━━━ Data for analysis

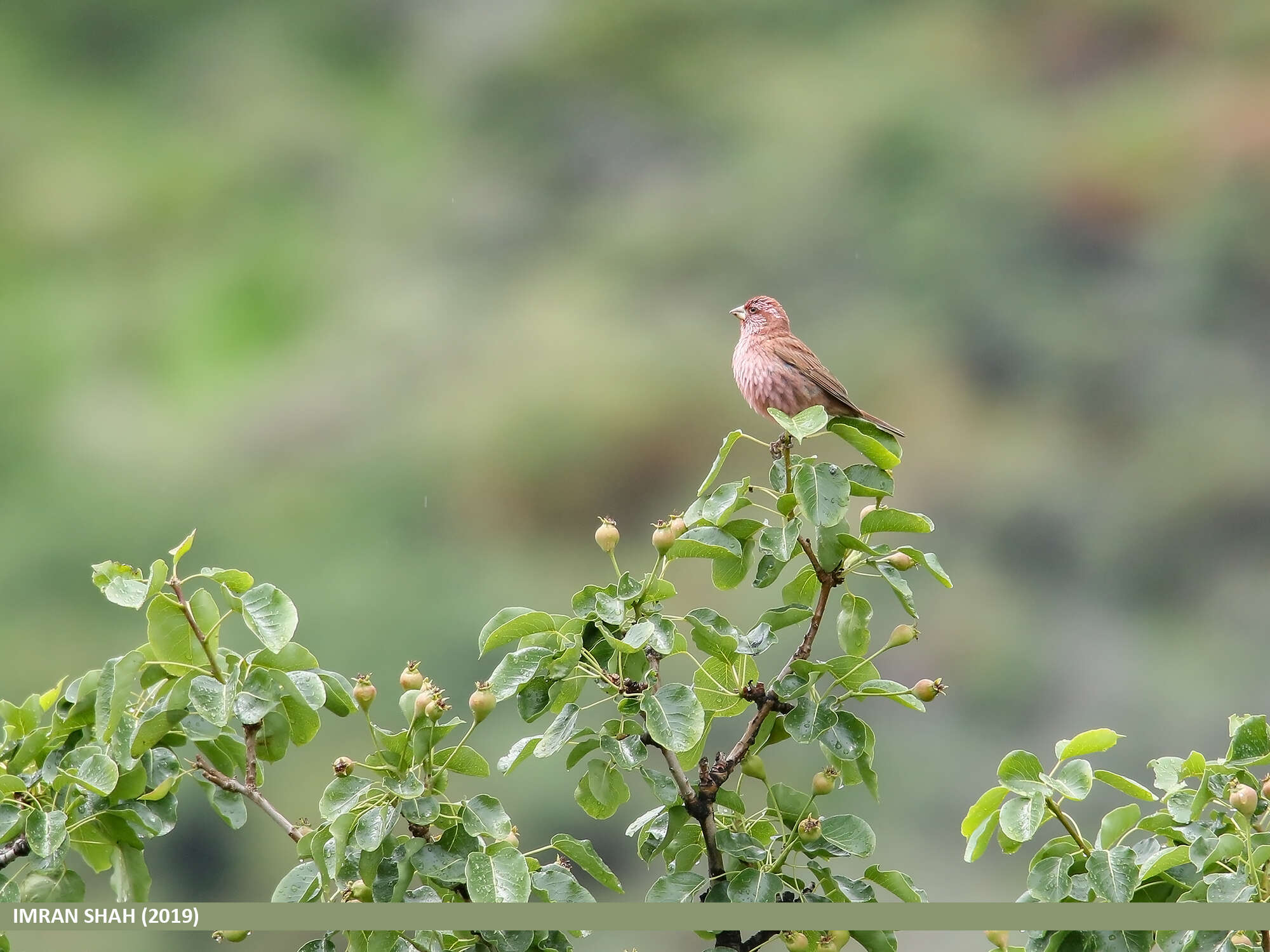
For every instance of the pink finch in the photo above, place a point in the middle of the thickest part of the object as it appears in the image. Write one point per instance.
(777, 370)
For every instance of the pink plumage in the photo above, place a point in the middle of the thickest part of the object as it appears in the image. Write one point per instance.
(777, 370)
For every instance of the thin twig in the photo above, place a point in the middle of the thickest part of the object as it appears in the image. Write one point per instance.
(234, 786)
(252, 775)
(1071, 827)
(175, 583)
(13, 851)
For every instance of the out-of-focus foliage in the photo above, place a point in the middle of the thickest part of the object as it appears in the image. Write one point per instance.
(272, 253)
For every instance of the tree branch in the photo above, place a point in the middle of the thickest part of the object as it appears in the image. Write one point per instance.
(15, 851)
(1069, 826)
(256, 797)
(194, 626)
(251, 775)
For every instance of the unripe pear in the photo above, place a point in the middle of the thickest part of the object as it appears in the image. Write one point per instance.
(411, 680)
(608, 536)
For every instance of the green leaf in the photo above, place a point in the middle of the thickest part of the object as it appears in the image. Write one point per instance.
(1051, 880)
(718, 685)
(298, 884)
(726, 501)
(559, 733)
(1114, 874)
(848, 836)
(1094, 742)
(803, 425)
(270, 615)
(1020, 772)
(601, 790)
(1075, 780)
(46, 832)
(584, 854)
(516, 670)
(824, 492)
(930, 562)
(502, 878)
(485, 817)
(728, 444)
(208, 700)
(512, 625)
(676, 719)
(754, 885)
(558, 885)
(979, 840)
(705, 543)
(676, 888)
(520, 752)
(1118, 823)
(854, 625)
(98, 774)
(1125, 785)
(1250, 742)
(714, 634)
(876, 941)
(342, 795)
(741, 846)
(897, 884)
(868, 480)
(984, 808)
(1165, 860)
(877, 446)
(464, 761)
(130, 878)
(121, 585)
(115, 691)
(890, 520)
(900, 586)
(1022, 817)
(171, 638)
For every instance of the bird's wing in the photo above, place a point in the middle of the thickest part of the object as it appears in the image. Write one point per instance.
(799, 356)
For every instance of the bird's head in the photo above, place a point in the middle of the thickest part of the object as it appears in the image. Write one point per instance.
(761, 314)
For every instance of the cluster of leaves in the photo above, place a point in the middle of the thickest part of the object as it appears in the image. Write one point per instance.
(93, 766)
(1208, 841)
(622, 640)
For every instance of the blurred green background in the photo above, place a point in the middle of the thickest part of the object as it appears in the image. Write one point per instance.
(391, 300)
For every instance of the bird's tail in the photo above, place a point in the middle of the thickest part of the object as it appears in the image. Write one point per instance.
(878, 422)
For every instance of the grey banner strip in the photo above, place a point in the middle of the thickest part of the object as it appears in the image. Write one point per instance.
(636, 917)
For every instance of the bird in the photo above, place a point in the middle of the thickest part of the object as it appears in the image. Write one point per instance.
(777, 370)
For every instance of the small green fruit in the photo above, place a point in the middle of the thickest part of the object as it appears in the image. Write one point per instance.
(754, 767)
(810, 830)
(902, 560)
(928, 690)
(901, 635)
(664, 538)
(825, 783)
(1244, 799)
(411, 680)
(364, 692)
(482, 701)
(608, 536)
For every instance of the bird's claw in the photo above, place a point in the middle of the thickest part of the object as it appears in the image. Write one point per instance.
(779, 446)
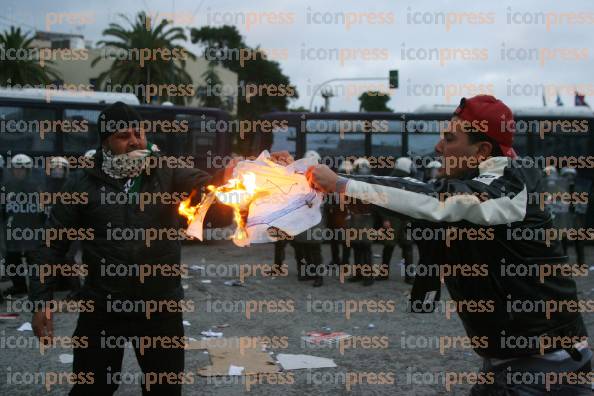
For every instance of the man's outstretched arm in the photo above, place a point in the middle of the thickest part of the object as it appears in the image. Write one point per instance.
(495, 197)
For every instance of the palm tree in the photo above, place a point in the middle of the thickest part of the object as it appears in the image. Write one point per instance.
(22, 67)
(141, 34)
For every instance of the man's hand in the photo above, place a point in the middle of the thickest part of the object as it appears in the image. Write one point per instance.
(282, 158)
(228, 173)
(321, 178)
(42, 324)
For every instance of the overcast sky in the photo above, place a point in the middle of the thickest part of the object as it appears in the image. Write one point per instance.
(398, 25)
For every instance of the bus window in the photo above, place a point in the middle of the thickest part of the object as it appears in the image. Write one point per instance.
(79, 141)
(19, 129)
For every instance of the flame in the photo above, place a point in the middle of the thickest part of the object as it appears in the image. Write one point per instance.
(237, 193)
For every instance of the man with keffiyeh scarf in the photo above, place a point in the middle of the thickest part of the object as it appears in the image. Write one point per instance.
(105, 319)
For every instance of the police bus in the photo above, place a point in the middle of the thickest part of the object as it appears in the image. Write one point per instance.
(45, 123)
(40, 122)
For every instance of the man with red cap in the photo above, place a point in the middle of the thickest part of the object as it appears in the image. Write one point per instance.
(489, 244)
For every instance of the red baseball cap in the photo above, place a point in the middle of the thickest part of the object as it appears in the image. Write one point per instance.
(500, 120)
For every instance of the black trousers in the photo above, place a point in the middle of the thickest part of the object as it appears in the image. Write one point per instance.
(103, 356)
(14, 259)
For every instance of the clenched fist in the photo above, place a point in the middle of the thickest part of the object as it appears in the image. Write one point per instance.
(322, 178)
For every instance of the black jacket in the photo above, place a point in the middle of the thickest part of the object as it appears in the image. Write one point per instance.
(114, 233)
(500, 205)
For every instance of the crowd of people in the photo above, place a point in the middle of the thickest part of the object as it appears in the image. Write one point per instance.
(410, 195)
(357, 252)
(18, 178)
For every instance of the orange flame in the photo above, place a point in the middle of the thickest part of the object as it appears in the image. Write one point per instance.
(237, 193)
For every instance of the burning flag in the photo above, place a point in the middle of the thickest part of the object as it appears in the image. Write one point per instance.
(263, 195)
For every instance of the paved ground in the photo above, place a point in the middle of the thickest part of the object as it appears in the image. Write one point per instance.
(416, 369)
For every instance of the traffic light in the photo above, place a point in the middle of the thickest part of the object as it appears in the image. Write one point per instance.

━━━━━━
━━━ Data for analysis

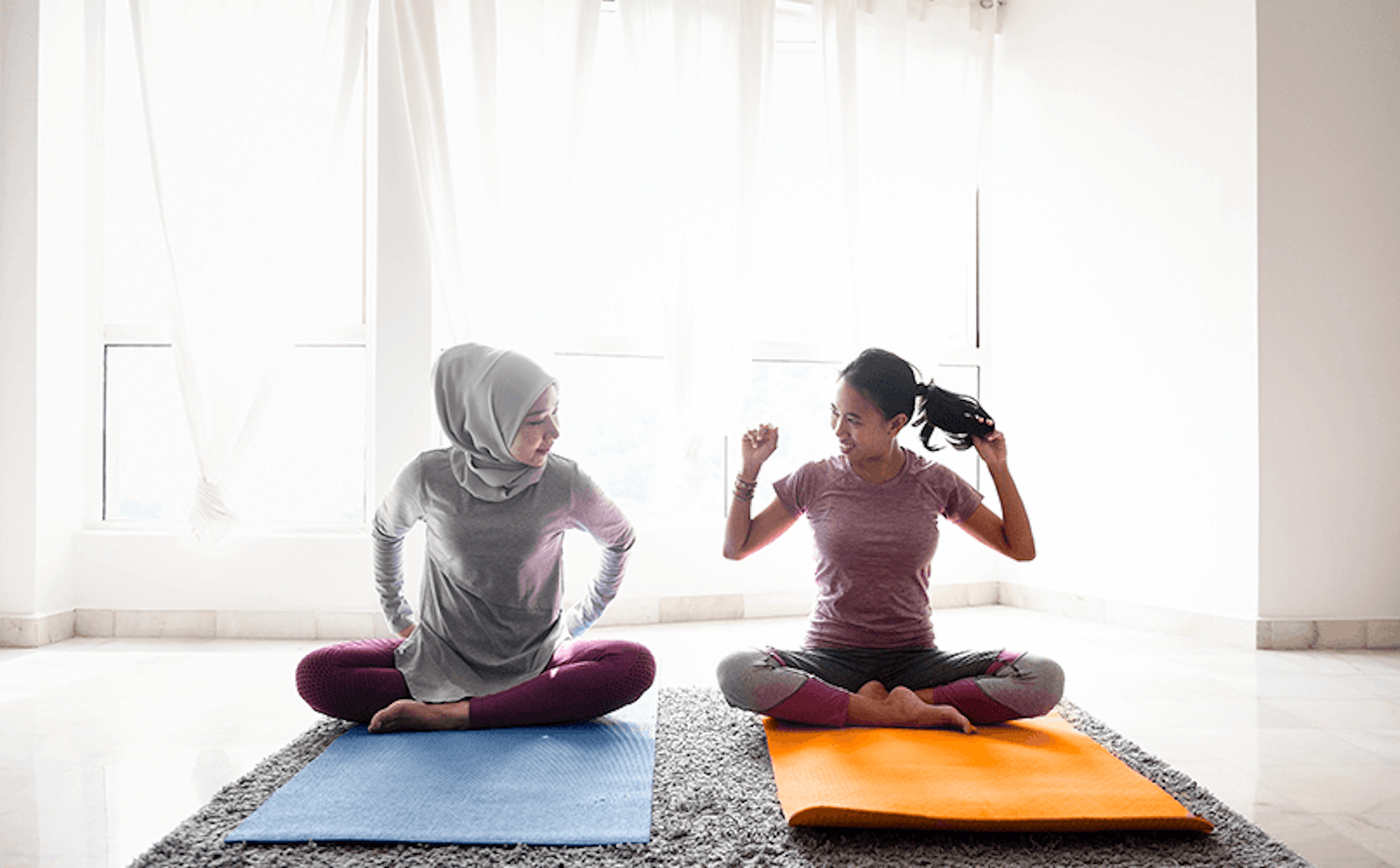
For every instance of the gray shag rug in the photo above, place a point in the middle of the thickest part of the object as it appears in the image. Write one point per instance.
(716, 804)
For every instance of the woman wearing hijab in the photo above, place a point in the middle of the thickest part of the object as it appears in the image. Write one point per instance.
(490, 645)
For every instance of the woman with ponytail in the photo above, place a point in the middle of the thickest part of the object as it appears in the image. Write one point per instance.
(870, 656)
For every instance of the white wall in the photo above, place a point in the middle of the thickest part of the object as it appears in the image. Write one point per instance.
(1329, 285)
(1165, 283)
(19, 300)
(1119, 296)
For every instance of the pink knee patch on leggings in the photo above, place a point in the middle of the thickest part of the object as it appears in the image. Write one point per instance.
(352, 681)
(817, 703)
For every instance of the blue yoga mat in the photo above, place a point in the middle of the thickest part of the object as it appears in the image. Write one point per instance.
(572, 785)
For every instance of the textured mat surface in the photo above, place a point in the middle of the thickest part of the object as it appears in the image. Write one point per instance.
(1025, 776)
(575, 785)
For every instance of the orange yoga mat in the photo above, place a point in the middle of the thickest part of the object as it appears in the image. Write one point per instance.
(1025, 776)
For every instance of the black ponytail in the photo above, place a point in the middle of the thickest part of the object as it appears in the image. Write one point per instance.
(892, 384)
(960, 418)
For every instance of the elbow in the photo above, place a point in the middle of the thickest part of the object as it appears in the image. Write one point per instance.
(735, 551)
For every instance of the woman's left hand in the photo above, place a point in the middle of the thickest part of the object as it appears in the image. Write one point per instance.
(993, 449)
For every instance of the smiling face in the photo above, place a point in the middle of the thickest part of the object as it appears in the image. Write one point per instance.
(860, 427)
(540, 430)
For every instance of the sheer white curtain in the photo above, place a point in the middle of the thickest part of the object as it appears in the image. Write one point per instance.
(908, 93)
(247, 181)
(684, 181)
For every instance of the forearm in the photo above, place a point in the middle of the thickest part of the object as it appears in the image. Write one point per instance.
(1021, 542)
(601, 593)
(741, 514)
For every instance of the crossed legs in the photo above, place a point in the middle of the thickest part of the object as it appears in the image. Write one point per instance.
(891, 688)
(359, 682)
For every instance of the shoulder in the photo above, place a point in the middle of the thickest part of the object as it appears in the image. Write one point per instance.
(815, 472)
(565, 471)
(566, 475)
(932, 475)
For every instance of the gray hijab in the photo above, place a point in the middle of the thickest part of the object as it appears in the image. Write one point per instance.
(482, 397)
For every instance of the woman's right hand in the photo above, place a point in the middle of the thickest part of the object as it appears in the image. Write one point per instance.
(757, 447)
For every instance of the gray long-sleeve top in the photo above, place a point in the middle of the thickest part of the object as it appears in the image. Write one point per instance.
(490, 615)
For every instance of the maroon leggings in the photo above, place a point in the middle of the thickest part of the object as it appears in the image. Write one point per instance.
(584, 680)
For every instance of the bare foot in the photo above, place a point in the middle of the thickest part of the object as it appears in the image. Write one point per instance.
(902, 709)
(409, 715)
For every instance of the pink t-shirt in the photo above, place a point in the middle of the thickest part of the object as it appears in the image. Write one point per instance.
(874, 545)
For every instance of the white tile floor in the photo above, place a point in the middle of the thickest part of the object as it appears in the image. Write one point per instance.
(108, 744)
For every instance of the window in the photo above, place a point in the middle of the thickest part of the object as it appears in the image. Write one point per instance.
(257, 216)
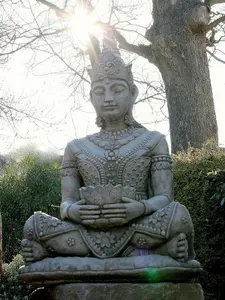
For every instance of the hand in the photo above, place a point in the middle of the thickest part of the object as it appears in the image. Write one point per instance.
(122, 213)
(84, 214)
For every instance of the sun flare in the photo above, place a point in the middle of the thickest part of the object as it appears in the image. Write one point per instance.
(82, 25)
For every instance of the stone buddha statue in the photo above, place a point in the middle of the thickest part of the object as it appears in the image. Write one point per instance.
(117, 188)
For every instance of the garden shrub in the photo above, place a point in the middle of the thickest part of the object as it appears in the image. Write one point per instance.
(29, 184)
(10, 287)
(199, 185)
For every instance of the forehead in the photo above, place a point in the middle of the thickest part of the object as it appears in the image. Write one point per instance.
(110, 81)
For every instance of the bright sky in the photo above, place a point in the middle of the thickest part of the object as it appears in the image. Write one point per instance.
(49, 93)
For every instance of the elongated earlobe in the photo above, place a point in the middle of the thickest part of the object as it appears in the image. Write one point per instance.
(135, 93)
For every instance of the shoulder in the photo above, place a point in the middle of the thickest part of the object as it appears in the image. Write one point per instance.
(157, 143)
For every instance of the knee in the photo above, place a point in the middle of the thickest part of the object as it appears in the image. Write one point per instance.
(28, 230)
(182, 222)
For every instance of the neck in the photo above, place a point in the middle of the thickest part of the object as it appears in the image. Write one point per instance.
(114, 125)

━━━━━━

__Task details__. Within the data above, the lines from the one with "For every instance of the paved" to the one with "For every instance of the traffic" must be repeated exactly; no other line belongs in the answer.

__Expected answer__.
For every instance of the paved ground in the photo above, place a point in the middle of the thickest part of the object as it appears in the image. Write one point per instance.
(416, 369)
For every instance of the traffic light in the photo above, place a point in the middle of the thickest part of the object as it appears in the image. Write one point per instance.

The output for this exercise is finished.